#### Provided records

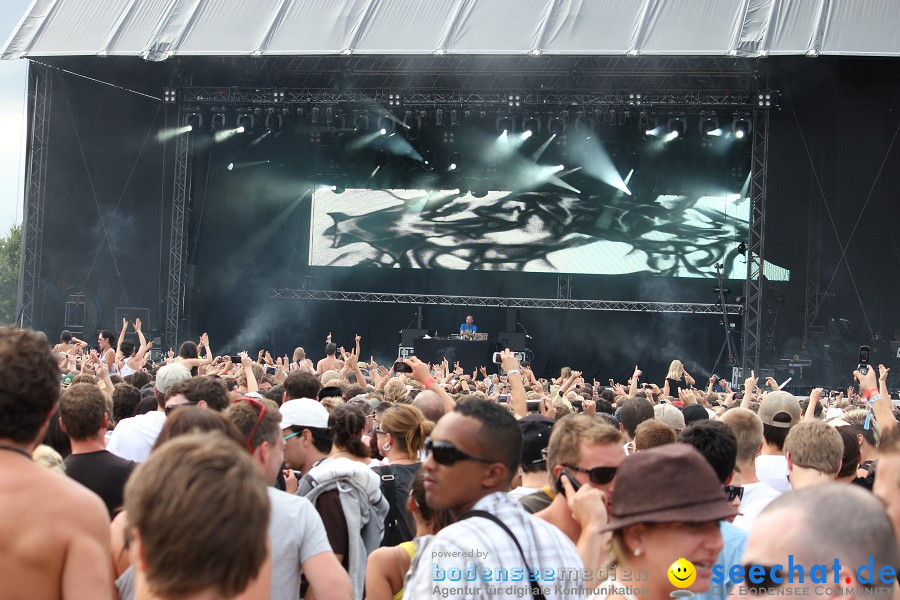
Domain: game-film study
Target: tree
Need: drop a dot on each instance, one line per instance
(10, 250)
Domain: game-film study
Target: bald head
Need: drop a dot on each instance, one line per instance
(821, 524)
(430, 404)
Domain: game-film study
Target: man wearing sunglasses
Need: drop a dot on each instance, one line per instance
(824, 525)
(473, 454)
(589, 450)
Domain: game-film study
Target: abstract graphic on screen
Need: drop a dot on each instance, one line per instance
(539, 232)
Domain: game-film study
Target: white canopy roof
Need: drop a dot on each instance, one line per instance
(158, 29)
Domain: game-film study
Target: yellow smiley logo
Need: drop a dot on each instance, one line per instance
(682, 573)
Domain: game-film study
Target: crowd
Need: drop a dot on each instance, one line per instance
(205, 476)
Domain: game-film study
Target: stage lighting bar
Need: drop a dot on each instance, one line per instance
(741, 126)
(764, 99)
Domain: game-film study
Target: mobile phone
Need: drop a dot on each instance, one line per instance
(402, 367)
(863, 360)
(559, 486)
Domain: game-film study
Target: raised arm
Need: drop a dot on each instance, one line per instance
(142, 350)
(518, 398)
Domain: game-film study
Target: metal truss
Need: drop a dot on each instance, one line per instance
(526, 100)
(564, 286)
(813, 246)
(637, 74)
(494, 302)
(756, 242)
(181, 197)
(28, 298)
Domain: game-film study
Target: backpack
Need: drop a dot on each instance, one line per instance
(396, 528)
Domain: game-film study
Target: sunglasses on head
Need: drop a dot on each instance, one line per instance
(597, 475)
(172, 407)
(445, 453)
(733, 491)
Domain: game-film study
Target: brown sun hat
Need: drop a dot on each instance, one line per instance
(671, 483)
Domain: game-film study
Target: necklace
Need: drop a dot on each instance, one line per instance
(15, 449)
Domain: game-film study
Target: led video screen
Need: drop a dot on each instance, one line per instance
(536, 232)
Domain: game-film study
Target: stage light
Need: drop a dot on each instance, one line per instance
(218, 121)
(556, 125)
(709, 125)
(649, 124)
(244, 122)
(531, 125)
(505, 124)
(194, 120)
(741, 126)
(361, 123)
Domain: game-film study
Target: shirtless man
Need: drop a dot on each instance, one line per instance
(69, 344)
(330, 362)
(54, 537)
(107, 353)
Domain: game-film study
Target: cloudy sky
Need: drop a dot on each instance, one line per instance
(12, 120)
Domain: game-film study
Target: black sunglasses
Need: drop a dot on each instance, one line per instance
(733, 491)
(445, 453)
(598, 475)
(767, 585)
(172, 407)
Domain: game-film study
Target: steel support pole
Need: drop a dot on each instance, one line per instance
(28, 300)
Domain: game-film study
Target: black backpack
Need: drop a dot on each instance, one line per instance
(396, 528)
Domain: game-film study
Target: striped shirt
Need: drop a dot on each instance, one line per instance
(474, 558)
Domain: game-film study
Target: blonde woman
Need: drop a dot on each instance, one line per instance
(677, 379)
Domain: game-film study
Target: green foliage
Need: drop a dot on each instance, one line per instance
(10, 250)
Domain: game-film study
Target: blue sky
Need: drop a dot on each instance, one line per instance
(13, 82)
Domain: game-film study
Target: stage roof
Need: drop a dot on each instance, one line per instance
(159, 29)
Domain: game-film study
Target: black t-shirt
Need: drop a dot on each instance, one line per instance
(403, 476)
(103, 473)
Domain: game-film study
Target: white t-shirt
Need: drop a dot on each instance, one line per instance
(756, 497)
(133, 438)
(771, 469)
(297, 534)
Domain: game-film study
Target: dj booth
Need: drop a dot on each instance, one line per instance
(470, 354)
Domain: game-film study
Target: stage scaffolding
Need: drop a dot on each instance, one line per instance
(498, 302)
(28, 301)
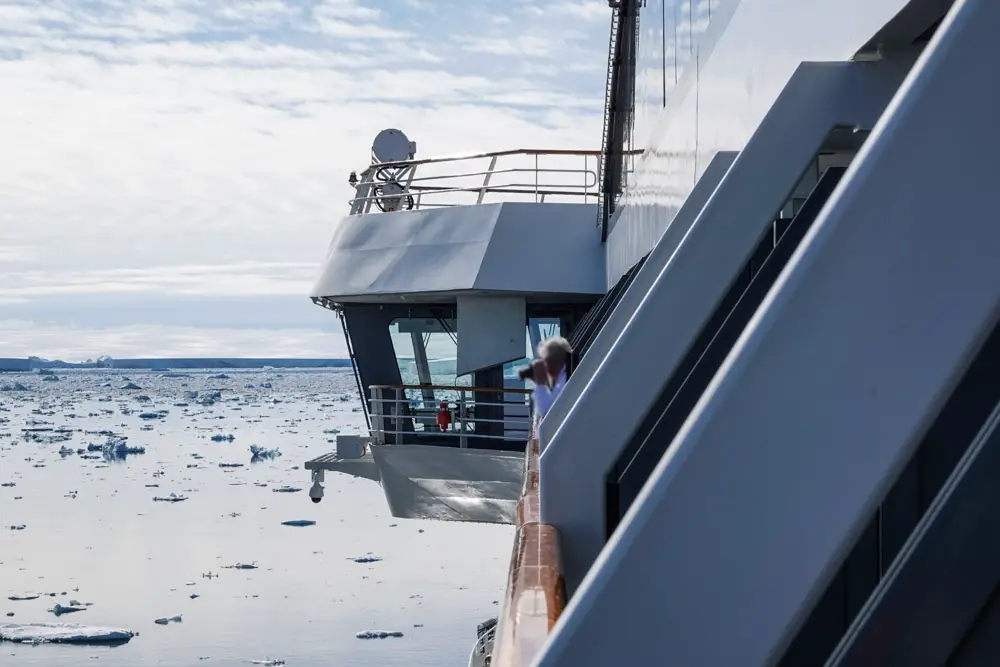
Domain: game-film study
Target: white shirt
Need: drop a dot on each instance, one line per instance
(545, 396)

########

__Task requirements__: Go through the listing above and write it out again exactly, dropping the pictures.

__Solution__:
Domain: game-film study
Target: tree
Need: drop a dot on each instance, one line per instance
(10, 250)
Domain: game-film study
Target: bald head
Need: drop a dot on each instance, one line per instance
(821, 524)
(430, 404)
Domain: game-film study
Target: man wearing sunglasses
Need: drop a dot on each instance, one line per instance
(824, 525)
(473, 454)
(589, 450)
Domain: game-film study
Target: abstract graphic on screen
Need: drop a dot on each instance, one line per instance
(539, 232)
Domain: game-film study
Target: white canopy roof
Need: drop a dot on each instance, one line per instance
(158, 29)
Domain: game-film study
Target: yellow smiley logo
Need: drop a dot on each instance, one line per instance
(682, 573)
Domain: game-film study
Target: crowd
Need: drop a dot on each instance, one line per instance
(205, 476)
Domain: game-film study
Target: stage lighting bar
Need: drop a dot on each instance, one line per instance
(741, 126)
(764, 99)
Domain: game-film study
Target: mobile phone
Need: drop a dot on each instance, one line per instance
(402, 367)
(863, 360)
(559, 486)
Domain: game-film study
Target: raised arm
Need: drop a dot on each instance, one line per instance
(142, 350)
(518, 398)
Domain: game-film study
Target: metal truss
Need: drop a dot on each instance, one line per instance
(526, 100)
(564, 286)
(813, 246)
(637, 74)
(494, 302)
(756, 242)
(181, 197)
(28, 298)
Domain: game-film study
Target: backpack
Need: drop a dot on each instance, one line per instance
(396, 528)
Domain: game-film study
Target: sunglasses on head
Need: drop a dot on each instance, one line per instance
(597, 475)
(172, 407)
(445, 453)
(733, 491)
Domain: game-film study
Target: brown sun hat
Need: drop a dot on each instance, one line per instance
(671, 483)
Domain: game-film study
Target: necklace
Need: drop a dot on each instance, one line per instance
(15, 449)
Domain: game-film study
Target: led video screen
Need: drop a dot on each instance, one line per instance
(536, 232)
Domain: game-film study
Target: stage light
Need: drop a dot on each instance, one line per instance
(218, 121)
(556, 125)
(709, 125)
(649, 124)
(244, 122)
(531, 125)
(505, 124)
(194, 120)
(741, 126)
(361, 123)
Domain: game-film study
Target: shirtless man
Need: drop a dot on each instance, one line per instance
(69, 344)
(330, 362)
(54, 537)
(107, 353)
Domain: game-film study
Target: cloudy sky
Need: drop a dot on each instance, one line per instance
(12, 120)
Domain: game-film study
Target: black sunglasses
Need: drop a dot on each instance, one line per instance
(733, 491)
(445, 453)
(598, 475)
(767, 585)
(172, 407)
Domain: game-film study
Target: steel support pole
Need: drop a dot on each instance, one line per instance
(28, 300)
Domain: game-film study
Target: black backpack
Need: drop a dot on each instance, one line per instance
(396, 528)
Domain: game-film study
Target: striped shirt
Need: drop a dot on each instance, one line per instance
(474, 558)
Domain: game-film study
Target: blonde woman
Need: drop a dot on each instance, one line per instance
(677, 379)
Domain: game-film study
Target: green foliage
Need: drop a dot on each instance, one line per instance
(10, 250)
Domain: game-film study
Target: blue sky
Need: drop a dot on each instance, one line per instance
(13, 82)
Domain: game-film study
Target: stage roof
Need: drop a dot on each instance, one line per instance
(159, 29)
Domain: game-film study
Target: black t-shirt
Need: drop a dot on each instance, one line per instance
(403, 476)
(103, 473)
Domain: game-film study
Target: white t-shirt
Need: drop a dot on each instance, one line per instance
(756, 497)
(133, 438)
(771, 469)
(297, 534)
Domain: game-film study
Target: dj booth
Need: drop a dot on each instance, one line per instance
(470, 354)
Domain: game-film study
Target: stage scaffolding
Need: drop a dot on each instance, one line per instance
(498, 302)
(28, 301)
Domain: game-film study
Target: white shirt
Need: drop a dot on each instance, one line per instance
(545, 396)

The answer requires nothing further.